» **Soal Tertulis**
Lanjutkan artikel berita tentang usulan format debat capres dari Najwa Shihab, mulai setelah kalimat terakhir yang ditampilkan.

» **Potongan Dokumen**

★ ★ ★

Breaking News:

Pilpres 2019

Polemik Debat Capres Gunakan Bahasa Inggris atau Arab, Najwa Shihab Ajukan Debat ala Amerika Serikat

Wartawan senior Najwa Shihab bersama tim dari program televisi Mata Najwa memberikan usulan debat bagi para kandidat dalam kontestasi pelpres 2019.

Penulis: Tiffany Marantika Dewi
Editor: Fachri Sakti Nugroho
Grafis Tribunwow/Kurnia Aji Setyawan
Jokowi-Ma'ruf Amin dan Prabowo-Sandiaga Uno, Pasangan capres dan cawapres pada Pilpres 2019 

TRIBUNWOW.COM - Wartawan senior Najwa Shihab bersama tim dari program televisi Mata Najwa memberikan usulan debat bagi para kandidat dalam kontestasi pemilihan preisden (pilpres).

Hal ini diajukan Najwa dalam tayangan di YouTube, Narasi TV, Senin (24/9/2018).

Mulanya, ia mengangkat soal isu debat yang menjadi polemik soal penggunaan Bahasa Inggris maupun Bahasa Arab.

"Itu usul dari beberapa politisi yang lucu-lucu, makin banyak politisi lucu di negeri ini, tapi bukan membahas format debatnya, justru yang dibahas adalah bahasa pengantar yang digunakan.

Terlepas dari berbagai retorika yang lucu-lucu, saya malah ingin menggunakan momen debat ini sebagai bagian dari instrumen utama sebuah kontestasi politik," ujar Najwa Shihab mengawali videonya.

Najwa menganggap, debat yang sudah berlangsung secara resmi saat ini terkesan kaku dan searah.

★ ★ ★

[Cuplikan dataset tentang penunjukan objek]
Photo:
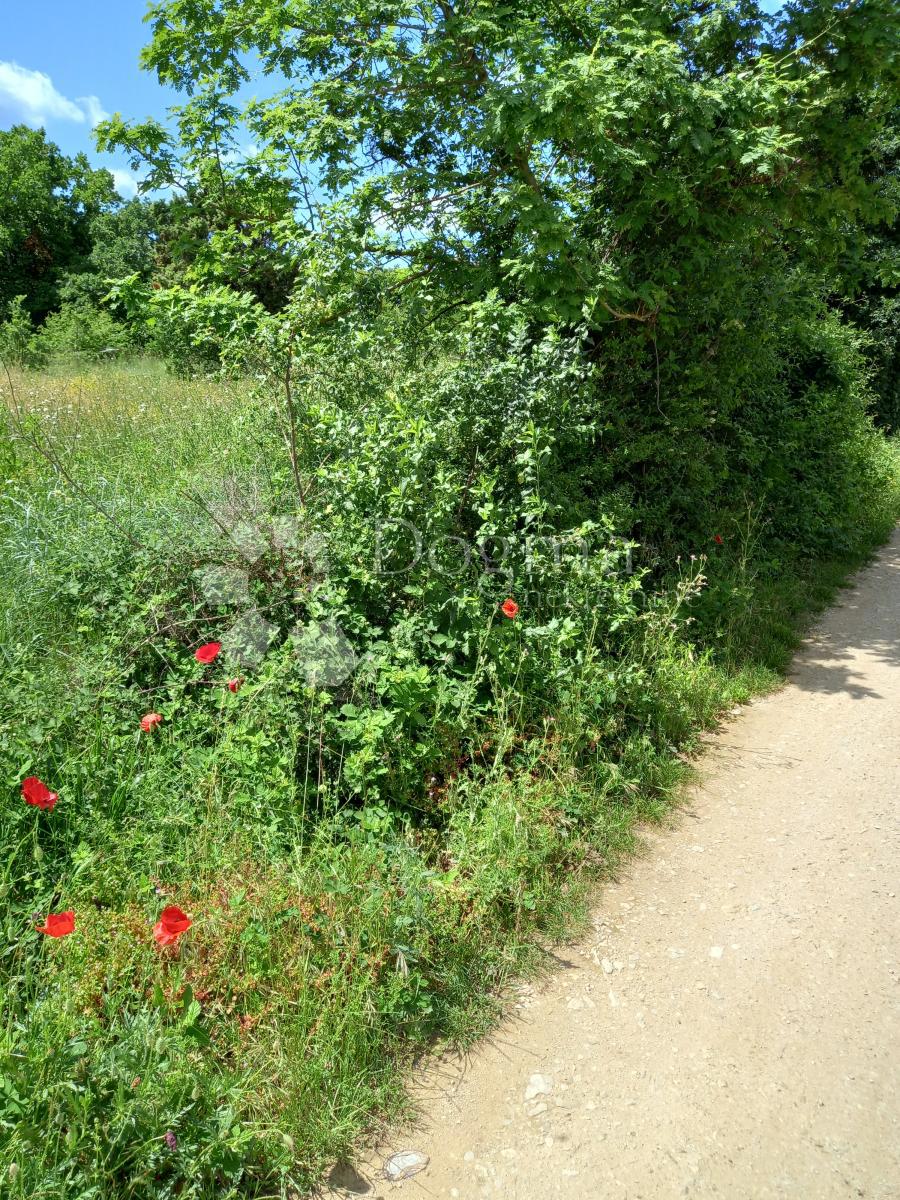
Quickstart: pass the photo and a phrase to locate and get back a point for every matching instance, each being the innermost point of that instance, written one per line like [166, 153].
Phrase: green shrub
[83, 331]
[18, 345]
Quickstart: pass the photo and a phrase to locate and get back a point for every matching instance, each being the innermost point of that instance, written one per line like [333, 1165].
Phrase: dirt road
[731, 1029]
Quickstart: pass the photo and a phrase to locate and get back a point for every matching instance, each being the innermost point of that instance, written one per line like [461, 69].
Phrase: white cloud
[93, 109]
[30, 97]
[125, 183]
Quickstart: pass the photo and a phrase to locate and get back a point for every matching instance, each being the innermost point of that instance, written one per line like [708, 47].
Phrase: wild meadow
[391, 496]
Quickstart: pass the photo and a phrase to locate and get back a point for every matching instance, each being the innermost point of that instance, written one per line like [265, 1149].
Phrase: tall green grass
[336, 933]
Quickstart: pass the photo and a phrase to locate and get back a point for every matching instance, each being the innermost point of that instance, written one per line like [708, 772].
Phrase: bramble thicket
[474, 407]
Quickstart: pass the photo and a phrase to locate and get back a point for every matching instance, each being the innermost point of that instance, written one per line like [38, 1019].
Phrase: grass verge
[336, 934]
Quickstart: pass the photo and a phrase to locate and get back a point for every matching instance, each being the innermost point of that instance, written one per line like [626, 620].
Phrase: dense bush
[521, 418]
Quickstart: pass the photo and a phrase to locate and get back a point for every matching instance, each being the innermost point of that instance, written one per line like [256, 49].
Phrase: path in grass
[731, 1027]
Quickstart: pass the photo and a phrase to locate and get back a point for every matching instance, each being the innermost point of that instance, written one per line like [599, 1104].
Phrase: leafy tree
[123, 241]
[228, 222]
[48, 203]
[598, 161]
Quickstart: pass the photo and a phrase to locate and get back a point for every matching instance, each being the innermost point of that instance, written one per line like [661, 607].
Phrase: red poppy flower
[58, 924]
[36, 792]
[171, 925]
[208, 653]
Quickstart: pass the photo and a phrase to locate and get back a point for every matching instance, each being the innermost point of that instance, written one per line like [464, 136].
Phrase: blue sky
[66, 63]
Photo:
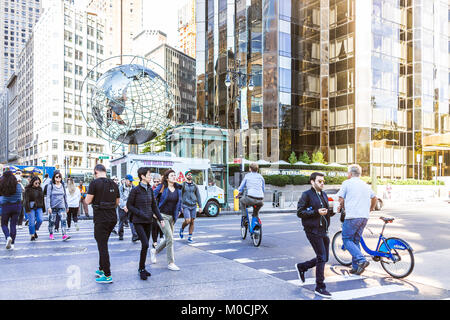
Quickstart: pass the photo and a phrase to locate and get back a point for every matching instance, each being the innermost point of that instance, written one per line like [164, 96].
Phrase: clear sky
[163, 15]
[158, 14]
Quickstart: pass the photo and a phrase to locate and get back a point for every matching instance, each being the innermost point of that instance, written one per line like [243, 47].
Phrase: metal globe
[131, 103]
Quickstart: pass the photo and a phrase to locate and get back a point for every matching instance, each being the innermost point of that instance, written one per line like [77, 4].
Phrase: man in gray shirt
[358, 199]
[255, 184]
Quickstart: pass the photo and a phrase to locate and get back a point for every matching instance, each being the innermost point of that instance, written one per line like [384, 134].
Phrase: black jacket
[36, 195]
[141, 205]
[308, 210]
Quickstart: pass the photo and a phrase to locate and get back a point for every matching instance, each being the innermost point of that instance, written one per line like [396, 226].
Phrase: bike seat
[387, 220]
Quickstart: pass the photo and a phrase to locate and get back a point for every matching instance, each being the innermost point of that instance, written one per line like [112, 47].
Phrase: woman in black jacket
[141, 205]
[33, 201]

★ ★ ★

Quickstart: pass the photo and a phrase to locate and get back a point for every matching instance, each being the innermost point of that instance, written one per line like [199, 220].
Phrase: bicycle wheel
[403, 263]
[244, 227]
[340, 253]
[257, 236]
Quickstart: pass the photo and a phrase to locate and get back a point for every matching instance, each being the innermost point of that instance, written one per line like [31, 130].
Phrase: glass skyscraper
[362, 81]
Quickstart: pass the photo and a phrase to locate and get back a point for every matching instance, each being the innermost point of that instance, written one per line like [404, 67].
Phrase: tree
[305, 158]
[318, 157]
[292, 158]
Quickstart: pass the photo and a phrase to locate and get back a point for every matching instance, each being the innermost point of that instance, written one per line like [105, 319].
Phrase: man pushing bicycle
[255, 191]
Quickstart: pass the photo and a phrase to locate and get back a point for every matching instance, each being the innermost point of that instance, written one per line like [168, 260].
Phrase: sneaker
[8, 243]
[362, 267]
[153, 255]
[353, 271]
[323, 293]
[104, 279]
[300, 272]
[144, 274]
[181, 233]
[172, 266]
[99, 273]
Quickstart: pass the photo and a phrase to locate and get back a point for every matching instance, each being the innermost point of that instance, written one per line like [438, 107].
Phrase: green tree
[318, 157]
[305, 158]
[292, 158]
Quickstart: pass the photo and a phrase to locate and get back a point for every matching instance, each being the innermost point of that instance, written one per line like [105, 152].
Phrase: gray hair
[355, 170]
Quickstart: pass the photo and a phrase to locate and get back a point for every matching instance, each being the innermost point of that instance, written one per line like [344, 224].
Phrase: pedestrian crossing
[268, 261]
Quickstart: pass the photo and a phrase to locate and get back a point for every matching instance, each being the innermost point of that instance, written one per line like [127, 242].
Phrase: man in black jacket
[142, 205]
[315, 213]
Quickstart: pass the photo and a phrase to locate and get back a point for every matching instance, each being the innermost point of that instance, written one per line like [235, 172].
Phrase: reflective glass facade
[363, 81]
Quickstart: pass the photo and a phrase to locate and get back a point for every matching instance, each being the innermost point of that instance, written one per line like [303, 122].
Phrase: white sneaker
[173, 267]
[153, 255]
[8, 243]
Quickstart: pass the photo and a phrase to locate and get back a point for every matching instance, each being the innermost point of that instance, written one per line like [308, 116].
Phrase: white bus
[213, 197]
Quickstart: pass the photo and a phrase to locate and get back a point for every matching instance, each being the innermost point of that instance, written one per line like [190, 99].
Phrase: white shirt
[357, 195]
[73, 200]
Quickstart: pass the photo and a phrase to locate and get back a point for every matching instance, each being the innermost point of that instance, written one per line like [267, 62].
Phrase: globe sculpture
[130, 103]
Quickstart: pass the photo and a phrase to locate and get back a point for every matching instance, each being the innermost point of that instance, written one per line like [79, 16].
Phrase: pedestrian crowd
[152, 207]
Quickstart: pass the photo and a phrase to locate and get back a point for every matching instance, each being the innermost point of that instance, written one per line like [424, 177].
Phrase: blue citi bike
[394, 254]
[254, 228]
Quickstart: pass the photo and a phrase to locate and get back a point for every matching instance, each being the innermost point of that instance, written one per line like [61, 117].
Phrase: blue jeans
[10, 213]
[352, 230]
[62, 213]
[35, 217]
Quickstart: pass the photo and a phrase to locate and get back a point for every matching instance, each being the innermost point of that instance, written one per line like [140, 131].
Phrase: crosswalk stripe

★ ★ ★

» **Hasil**
Padahal, di negara Amerika Serikat, debat para kandidat calon presiden (capres) maupun calon wakil presiden (cawapres) digarap secara mendetail dan serius.

Setelah Sebut Tempe Setipis ATM, Sandiaga Uno Kini Bandingkan Tempe dengan Sampo

"Kalau kita lihat selama ini kita melihat debat calon pejabat publik di negeri ini berlangsung dalam format yang kaku dan cenderung searah dalam menjawab pertanyaan yang diajukan oleh panelis atau moderator.

Interaksi antar kandidat juga terbatas dengan format saling bertanya yang berujung hambar, karena masing-masing akan bertanya pada lawannya yang diyakini akan menguntungkan posisinya sendiri.

Padahal sebetulnya banyak debat pejabat publik yang bisa dijadikan acuan, sebutlah Amerika Serikat yang sangat serius menggarap debat capres sejak tahun 1960," katanya.

"Model debat di Amerika Serikat pun dibuat dengan banyak variasi, mulai dari dengan satu moderator, ada yang menggunakan panel dengan tiga jurnalis, atau dengan model town hall dengan mengahadirkan warga.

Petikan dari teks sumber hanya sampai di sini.